Given instruction
Could you reproduce the material below line for line, with no changes?

### Dataset rows

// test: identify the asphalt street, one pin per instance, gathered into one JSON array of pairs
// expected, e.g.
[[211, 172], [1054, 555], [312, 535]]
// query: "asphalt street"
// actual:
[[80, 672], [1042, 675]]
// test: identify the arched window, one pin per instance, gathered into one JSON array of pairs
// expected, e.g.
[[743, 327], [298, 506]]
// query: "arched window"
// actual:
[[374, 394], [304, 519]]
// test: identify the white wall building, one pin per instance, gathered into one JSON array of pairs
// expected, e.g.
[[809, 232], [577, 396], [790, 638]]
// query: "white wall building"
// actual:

######

Answer to the task
// test: identify the asphalt street, one pin per instance, gathered into one JSON array of pairs
// expected, e.g.
[[211, 172], [1054, 555], [312, 535]]
// query: "asphalt street"
// actual:
[[80, 672], [1042, 675]]
// test: identify the arched window, one pin per instance, gathered into one JSON array of pairs
// expected, e.g.
[[743, 327], [298, 506]]
// query: "arched window"
// actual:
[[374, 394], [304, 519]]
// test: identify the white wall building, one pin per instance, gathered into one JSON array of pairs
// expected, e.g.
[[809, 232], [577, 396], [790, 638]]
// query: "white wall building"
// actual:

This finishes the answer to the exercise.